Showing posts with label Jane Randolph. Show all posts
Showing posts with label Jane Randolph. Show all posts

Friday, October 18, 2019

Abbott and Costello Meet Frankenstein

Abbott and Costello Meet Frankenstein (Charles Barton, 1948) The full title is Bud Abbott and Lou Costello Meet Frankenstein (as they all had the same production studio, Universal Pictures). But even that mouthful of a title leaves out two major characters in the film: Bela Lugosi re-stakes his claim as Count Dracula, the role he originated in the 1931 Universal film, and Lon Chaney, Jr. plays that poor S.O.B., Larry Talbot, aka "The Wolfman,"* who turns lycanthropic whenever the moon is full (sort of an eternal frat-boy)** 

The unholy trio of Universal met long-time companions Bud and Lou for some hi-jinks and low horror. The boys play Chick Young and Wilbur Grey, who are warehouse workers with the bad fortune to be dealing with two crates of European antiquities bound for the local museum--Dracula's coffin (with an "occupado" sign on it) and the inanimate Frankenstein Monster (victim of a dead battery). Talbot's in the neighborhood, as he's tracking the shipments for some convenient reason.

▶ _Instructions to follow_: In the review of Abbott and Costello Meet Frankenstein, which actor plays Larry Talbot? This material isn't needed for the task on the review.

▶ _Data rows_:

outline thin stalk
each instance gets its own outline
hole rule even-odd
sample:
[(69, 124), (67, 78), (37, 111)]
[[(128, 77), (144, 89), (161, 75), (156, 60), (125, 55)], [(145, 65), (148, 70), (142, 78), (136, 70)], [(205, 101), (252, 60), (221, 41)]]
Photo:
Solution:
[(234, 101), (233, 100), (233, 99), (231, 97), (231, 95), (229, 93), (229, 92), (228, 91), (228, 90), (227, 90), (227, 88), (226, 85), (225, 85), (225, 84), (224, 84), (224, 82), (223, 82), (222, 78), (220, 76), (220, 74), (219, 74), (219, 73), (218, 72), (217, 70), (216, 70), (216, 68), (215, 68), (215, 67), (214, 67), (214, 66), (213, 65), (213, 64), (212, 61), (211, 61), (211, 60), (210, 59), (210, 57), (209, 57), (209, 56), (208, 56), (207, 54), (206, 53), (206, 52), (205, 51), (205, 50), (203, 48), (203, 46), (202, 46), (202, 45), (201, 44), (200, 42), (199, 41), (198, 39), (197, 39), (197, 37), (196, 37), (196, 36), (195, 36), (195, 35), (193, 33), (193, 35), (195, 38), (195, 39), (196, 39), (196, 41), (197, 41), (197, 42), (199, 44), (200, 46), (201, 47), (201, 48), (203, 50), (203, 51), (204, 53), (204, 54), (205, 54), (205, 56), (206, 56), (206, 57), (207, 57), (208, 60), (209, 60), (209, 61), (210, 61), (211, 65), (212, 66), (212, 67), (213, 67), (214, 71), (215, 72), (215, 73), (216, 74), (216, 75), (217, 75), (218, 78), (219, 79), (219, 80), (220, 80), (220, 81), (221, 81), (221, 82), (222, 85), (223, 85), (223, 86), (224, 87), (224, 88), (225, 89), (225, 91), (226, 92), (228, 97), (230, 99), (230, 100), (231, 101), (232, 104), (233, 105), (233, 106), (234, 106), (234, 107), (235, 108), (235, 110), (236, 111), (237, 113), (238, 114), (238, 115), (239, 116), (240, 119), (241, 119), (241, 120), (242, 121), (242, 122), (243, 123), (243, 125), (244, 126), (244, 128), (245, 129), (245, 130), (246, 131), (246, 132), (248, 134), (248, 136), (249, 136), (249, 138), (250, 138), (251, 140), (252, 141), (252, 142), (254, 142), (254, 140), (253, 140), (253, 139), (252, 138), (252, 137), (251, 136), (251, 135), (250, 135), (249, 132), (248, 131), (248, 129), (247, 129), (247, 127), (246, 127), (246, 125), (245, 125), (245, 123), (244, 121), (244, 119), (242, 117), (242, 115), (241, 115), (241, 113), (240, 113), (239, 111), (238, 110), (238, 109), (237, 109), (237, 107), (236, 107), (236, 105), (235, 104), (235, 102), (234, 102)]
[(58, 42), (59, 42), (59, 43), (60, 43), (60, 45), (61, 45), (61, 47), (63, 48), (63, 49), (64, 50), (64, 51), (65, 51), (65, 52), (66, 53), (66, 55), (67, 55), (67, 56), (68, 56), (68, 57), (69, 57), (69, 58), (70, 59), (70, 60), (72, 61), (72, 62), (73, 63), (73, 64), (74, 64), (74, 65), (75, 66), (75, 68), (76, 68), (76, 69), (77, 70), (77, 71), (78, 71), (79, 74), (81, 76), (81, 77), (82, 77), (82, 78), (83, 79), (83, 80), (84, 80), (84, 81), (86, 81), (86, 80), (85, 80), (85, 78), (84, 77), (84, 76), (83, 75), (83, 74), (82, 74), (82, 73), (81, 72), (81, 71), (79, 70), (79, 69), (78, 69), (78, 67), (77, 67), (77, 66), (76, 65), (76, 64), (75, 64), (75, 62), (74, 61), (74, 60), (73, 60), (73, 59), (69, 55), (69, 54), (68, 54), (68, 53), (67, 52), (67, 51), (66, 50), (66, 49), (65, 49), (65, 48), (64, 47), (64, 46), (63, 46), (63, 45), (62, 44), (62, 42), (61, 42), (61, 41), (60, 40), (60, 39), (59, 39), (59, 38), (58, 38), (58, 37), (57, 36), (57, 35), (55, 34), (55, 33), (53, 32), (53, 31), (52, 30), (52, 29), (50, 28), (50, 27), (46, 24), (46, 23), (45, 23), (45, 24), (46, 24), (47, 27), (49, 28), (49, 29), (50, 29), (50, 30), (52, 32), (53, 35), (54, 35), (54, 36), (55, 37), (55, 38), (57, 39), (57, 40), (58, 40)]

▶ _Reply to the task_: Lon Chaney, Jr.